### Task brief
Collect every line in the items below that contains the string "detect".

Extracts from box-labeled datasets
══════════

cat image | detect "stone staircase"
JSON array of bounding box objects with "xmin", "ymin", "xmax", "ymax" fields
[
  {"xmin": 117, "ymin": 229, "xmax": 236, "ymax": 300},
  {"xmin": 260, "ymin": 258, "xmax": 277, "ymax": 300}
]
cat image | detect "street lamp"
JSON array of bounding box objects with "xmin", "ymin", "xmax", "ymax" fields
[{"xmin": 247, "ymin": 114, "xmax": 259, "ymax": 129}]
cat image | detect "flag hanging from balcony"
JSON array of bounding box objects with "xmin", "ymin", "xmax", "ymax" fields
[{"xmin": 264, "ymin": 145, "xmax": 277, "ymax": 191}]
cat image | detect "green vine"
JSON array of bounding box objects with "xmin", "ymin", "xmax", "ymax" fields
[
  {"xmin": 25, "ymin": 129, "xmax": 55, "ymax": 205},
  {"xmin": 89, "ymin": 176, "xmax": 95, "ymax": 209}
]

══════════

### Response to the exercise
cat image | detect "stone staircase"
cat image | detect "street lamp"
cat image | detect "flag hanging from balcony"
cat image | detect "green vine"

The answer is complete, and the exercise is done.